### Trecho para leitura
Vale lembrar que a saída dos passageiros − até março de 2020 − era uma pequena demonstração de irracionalidade. Tão logo o avião atracava no finger (corredor suspenso que leva o passageiro da aeronave até o solo firme do aeroporto) e suas rodas eram travadas, ninguém esperava a chefe dos comissários anunciar qualquer coisa. Incrivelmente os passageiros de todas as fileiras ficavam em pé, num inútil movimento, porque assim ficarão imóveis por vários minutos até a evacuação se iniciar.

No modo pandemia, as companhias aéreas, num lapso de racionalidade, ordenaram o caos e adotaram a lúcida autorização parcial de saída: as primeiras cinco filas, depois mais cinco e, assim, sucessivamente até as últimas cinco. Foi incrível a paz que passou a reinar nos aviões. Os brasileiros demonstravam sua aptidão a um padrão de funcionamento mais lógico e menos estressante.

Agora, tudo retrocedeu. No modo pós-pandemia, ocorre uma cena bizarra. A comissária, dando adeus às boas práticas, anuncia novo formato. Primeiro, diz que as filas de um a cinco estão autorizadas a sair. Em seguida, incrivelmente, se escuta algo do tipo: “Agora podem sair os passageiros das fileiras 6 até 31”. Ou seja, todos!

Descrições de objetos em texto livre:

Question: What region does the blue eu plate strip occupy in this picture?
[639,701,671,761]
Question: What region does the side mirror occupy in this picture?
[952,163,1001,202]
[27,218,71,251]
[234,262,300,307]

### Conjunto de tarefas
A. Verifique se cada afirmação abaixo está de acordo com o texto sobre a saída dos passageiros dos aviões. Responda sim ou não e cite, literalmente, o trecho do texto que decide cada caso.
(i) Até março de 2020, os passageiros aguardavam o anúncio da chefe dos comissários antes de se levantar.
(ii) No modo pandemia, as companhias aéreas liberavam a saída de cinco fileiras por vez.
(iii) No modo pós-pandemia, a comissária autoriza primeiro a saída das filas de um a cinco.
B. Com base no texto sobre a saída dos passageiros dos aviões, responda a cada pergunta em uma linha, usando a mesma marcação:
(i) Como o texto define o finger?
(ii) O que passou a reinar nos aviões com a autorização parcial de saída?
(iii) Quais fileiras a comissária libera no segundo anúncio do modo pós-pandemia?
C. Retome o texto sobre a saída dos passageiros dos aviões a partir do ponto em que ele termina.
Os itens não são necessários para resolver as tarefas.

### Respostas por tarefa
A.
(i) Não: "ninguém esperava a chefe dos comissários anunciar qualquer coisa".
(ii) Sim: "as primeiras cinco filas, depois mais cinco e, assim, sucessivamente até as últimas cinco".
(iii) Sim: "Primeiro, diz que as filas de um a cinco estão autorizadas a sair."

B.
(i) Corredor suspenso que leva o passageiro da aeronave até o solo firme do aeroporto.
(ii) A paz.
(iii) As fileiras 6 até 31.

C.
E retorna a sinfonia de ombros, braços, cotovelos, mãos e dedos se entrelaçando por cima da cabeça, por sobre o ombro de tudo e todos, que vai do interminável abre e fecha dos compartimentos superiores de bagagens até um balé desnecessário de apertos, acotovelamentos, maus humores e, quiçá, maus odores.

O desenvolvimento e a manutenção de bons hábitos exigem processos complexos que envolvem psicologia e teoria comportamental. Nesse retrocesso, temos duas lógicas possíveis: a atração fatal do passageiro pelo velho modelo ou, pior, a omissão da liderança, no caso do comissário e da companhia, em exercer o poder organizador num ambiente controlado.

Essa volta a zero diz menos sobre filas e nos conta mais sobre a cultura gerencial e a mente do brasileiro. Uma espécie de parábola sobre o amor ao amadorismo por vezes vigente no mundo corporativo.